## Quoted passage:
►

Sometimes all it takes is a little imagination to make your city a better place to live in, at least this is the underlying message of “CROSSROADS: Building the Resilient City”, a captivating and though-provoking short film that recently premiered during the Seoul Biennale of Architecture and Urbanism 2021 (SBAU 2021). Written and directed by Seoul-based, German cinematographer and photographer Nils Clauss and Oslo-based, Irish filmmaker and videographer Neil Dowling, the film is inspired by the SBAU 2021’s theme of the same name which aims to promote more responsible urban growth. Unfolding across five mega cities across the world – namely, New York, Seoul, Mumbai, Paris and Nairobi – the film looks at the urban experience from the perspective of local people. Interweaving humour with contemplative scenes that turn the architectural backdrops into silent cast members, the film evocatively illustrates the necessity of creativity and imagination in order to survive and thrive at the interface of a changing world.

◄

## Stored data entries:

►

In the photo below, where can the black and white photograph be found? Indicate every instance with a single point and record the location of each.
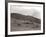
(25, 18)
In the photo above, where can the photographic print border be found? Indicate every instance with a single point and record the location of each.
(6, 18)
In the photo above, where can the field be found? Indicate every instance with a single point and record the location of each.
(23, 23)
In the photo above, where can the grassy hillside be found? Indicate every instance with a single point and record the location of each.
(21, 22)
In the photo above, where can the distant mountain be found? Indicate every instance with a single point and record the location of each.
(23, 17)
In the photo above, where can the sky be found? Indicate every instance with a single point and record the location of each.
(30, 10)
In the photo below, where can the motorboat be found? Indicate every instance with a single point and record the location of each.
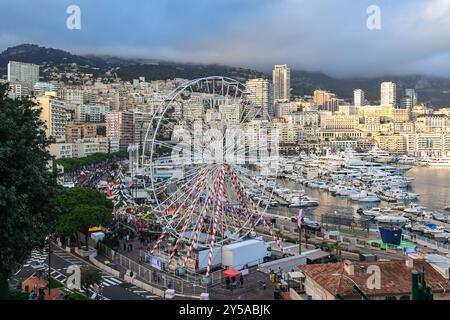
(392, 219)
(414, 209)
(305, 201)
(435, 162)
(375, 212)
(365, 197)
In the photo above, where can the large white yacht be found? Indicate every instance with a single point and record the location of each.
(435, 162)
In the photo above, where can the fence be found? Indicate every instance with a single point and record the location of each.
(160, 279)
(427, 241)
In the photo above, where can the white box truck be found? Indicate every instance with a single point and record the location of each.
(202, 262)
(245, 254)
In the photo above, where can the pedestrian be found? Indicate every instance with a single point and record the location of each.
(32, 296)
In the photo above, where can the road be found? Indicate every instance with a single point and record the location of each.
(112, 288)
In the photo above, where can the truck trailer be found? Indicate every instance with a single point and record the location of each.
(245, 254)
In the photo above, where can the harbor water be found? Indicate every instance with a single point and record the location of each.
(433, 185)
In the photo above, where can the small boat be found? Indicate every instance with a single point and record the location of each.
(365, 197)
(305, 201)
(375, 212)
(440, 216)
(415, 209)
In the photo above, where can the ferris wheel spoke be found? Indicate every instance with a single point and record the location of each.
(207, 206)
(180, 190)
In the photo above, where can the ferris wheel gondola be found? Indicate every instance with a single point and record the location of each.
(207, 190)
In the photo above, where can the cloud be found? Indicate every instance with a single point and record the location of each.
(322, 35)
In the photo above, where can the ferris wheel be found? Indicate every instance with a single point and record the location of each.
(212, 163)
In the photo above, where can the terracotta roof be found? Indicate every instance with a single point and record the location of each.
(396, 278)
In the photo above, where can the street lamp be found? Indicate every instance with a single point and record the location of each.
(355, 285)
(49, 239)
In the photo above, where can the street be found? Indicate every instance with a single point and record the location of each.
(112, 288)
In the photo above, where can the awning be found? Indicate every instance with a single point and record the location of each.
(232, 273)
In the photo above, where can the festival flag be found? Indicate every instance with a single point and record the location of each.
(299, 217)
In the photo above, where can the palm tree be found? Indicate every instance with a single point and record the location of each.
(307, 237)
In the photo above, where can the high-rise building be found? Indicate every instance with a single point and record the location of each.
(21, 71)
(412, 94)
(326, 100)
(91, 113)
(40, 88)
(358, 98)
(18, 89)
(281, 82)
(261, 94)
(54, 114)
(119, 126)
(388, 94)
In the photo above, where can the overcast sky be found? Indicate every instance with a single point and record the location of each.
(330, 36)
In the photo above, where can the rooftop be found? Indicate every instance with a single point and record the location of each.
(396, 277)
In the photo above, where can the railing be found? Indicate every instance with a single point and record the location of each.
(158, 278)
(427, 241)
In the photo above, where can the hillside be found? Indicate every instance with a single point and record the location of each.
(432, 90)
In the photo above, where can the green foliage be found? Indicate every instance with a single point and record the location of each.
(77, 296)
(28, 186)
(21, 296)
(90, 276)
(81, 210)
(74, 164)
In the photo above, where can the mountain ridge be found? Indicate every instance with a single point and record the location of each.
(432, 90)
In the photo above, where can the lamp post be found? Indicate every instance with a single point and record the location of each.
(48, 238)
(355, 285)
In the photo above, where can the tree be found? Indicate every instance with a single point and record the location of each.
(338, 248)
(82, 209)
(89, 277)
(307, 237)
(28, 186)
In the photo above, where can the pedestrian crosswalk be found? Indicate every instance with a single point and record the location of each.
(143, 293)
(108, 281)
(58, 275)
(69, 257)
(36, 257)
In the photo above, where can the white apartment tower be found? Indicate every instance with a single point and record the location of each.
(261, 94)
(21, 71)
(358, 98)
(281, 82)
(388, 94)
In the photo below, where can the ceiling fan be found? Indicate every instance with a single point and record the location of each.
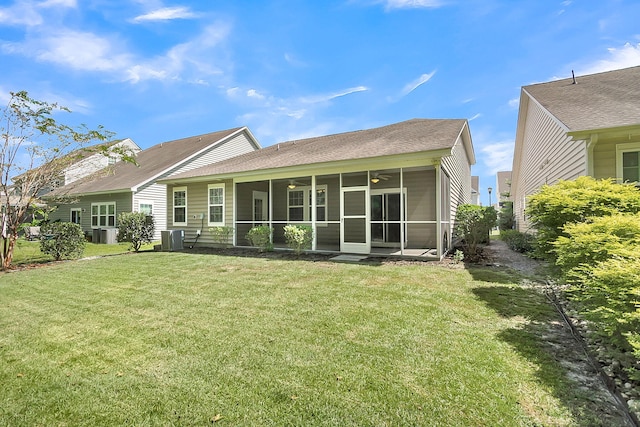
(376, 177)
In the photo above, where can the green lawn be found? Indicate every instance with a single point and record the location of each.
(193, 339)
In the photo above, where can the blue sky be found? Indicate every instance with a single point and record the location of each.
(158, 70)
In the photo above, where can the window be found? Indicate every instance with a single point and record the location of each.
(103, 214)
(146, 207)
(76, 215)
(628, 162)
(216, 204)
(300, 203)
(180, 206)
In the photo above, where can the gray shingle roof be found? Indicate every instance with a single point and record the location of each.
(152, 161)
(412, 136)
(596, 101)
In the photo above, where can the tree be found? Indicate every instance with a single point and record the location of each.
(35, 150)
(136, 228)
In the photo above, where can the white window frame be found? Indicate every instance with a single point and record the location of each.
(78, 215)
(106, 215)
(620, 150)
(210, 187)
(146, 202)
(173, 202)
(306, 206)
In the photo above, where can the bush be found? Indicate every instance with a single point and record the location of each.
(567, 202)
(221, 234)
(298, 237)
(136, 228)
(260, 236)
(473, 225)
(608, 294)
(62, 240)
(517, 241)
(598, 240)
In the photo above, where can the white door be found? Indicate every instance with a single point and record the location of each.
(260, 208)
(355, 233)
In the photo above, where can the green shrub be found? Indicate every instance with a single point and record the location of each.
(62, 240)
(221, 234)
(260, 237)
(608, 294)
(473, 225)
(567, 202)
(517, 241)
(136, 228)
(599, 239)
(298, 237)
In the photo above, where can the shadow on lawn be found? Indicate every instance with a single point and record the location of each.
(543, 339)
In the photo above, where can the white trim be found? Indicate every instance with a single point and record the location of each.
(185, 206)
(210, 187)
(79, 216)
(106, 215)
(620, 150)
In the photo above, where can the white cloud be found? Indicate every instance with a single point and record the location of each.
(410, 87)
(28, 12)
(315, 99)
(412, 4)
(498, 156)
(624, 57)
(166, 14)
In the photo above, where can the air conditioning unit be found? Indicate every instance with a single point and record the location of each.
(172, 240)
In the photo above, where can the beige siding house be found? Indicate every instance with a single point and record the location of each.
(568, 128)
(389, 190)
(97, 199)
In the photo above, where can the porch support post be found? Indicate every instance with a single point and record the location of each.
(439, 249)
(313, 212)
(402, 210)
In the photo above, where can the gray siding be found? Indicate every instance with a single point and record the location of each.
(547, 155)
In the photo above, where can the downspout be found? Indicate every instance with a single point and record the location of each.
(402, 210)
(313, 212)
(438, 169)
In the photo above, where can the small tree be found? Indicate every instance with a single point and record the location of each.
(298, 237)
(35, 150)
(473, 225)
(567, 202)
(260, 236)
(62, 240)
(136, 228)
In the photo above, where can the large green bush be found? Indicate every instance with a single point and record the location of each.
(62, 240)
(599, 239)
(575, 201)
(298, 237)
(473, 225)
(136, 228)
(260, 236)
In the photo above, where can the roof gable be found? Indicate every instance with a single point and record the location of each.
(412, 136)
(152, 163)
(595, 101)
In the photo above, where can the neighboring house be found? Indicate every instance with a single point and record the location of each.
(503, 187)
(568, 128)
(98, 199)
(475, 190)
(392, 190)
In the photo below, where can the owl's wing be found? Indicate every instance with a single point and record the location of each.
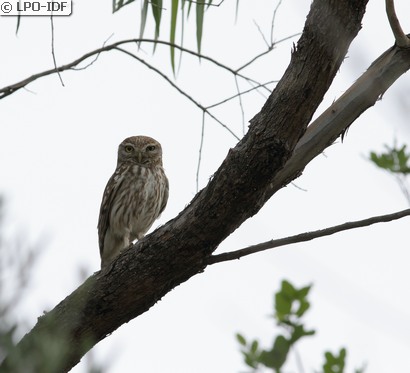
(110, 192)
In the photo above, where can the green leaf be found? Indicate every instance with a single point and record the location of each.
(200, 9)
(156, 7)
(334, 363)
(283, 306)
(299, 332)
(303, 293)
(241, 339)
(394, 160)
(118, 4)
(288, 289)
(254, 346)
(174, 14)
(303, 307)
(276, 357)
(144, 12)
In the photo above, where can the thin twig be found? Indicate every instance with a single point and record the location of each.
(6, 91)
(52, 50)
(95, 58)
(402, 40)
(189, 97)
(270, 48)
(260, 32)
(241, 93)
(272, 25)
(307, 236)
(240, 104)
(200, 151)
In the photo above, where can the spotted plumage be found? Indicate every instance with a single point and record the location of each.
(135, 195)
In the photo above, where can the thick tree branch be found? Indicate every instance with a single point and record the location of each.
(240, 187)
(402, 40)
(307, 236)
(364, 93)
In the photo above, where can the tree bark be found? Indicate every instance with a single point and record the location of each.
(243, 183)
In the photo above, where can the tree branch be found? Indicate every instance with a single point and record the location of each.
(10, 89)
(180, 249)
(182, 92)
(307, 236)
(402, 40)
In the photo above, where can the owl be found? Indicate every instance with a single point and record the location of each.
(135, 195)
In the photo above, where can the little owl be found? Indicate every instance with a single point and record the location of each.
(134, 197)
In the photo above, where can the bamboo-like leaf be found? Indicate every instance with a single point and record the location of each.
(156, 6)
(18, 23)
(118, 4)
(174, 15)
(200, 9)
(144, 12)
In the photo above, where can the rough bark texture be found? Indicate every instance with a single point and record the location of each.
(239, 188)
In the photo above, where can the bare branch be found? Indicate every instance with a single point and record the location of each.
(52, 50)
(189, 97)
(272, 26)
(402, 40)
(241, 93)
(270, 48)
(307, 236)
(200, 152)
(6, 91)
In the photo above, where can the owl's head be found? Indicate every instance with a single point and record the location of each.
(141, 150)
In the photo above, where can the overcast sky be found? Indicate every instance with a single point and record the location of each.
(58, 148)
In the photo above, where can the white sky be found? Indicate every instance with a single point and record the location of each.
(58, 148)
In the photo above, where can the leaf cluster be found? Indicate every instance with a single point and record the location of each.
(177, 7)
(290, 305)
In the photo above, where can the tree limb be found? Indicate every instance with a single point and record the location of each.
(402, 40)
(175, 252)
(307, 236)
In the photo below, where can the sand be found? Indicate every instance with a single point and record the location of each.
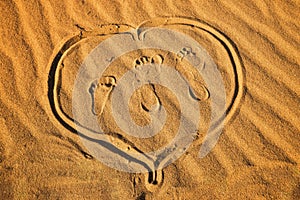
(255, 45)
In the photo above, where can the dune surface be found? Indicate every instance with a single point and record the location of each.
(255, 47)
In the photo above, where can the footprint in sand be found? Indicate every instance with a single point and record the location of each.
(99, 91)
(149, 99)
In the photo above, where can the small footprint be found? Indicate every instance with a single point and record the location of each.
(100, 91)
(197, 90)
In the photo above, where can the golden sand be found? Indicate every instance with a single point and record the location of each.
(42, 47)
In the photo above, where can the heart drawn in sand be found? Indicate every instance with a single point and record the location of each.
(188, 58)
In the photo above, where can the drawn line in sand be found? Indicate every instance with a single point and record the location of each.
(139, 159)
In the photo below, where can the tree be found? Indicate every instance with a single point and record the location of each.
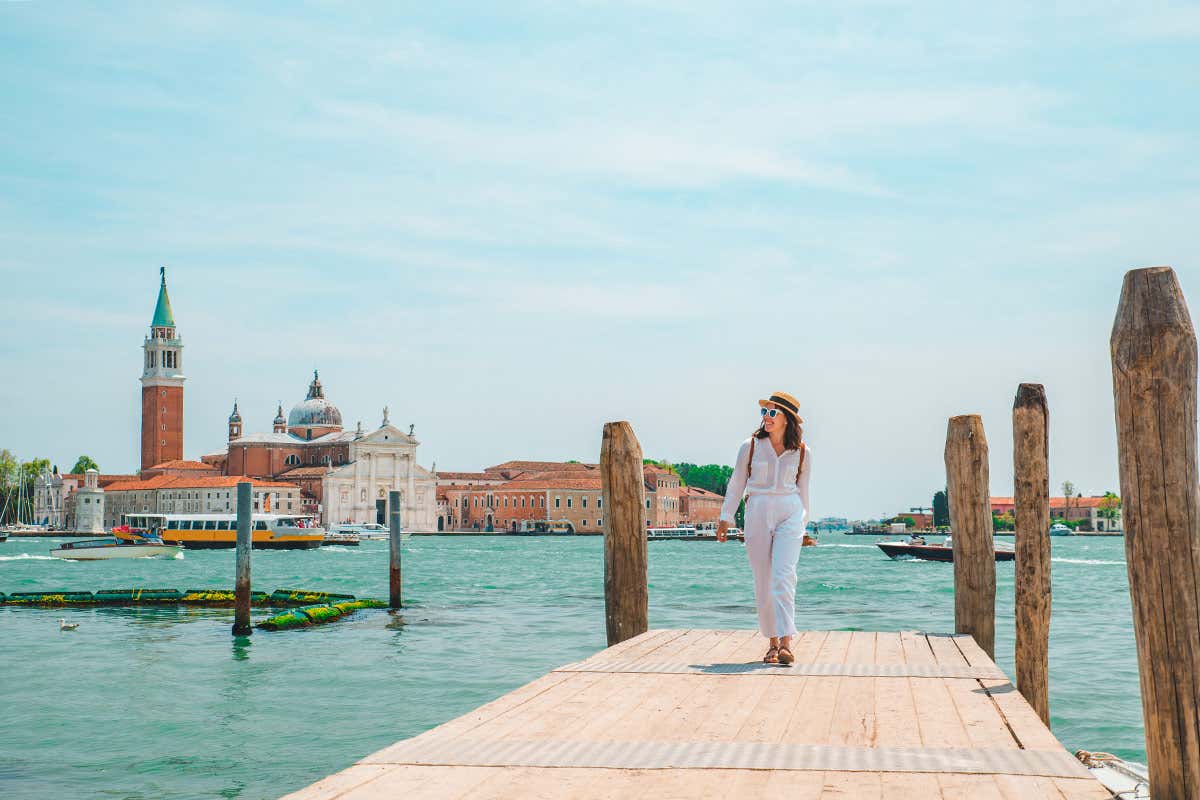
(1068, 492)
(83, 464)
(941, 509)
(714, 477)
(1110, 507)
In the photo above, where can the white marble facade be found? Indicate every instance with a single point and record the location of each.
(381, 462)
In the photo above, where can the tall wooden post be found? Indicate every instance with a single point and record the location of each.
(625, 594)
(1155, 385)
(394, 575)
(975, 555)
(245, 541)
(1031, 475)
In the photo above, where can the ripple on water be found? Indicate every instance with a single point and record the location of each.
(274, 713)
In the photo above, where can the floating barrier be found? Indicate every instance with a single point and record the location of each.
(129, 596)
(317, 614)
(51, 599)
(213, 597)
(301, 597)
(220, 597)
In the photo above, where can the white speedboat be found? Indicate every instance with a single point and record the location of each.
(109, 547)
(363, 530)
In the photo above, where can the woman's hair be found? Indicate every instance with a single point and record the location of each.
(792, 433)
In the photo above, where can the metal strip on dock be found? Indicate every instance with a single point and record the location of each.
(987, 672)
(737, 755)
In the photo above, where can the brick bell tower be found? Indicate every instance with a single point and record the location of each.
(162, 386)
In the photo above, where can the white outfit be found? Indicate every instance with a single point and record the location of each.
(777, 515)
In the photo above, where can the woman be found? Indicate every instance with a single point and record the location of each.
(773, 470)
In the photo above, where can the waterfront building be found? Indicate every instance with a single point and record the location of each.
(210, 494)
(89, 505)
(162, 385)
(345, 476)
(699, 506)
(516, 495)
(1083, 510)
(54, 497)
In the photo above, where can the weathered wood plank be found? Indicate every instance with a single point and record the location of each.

◄

## Tasks and exercises:
[1] According to the passage about the short film, in which five cities does the film unfold?
[2] State whether each statement agrees with the passage about the short film, and quote the words that decide it: (a) The film premiered during the Seoul Biennale of Architecture and Urbanism 2021. (b) Neil Dowling is based in Seoul. (c) The film looks at the urban experience from the perspective of city planners.

## Solutions to the problems:
[1] New York, Seoul, Mumbai, Paris and Nairobi.

[2]
(a) Yes: "recently premiered during the Seoul Biennale of Architecture and Urbanism 2021 (SBAU 2021)"
(b) No: "Oslo-based, Irish filmmaker and videographer Neil Dowling"
(c) No: "from the perspective of local people"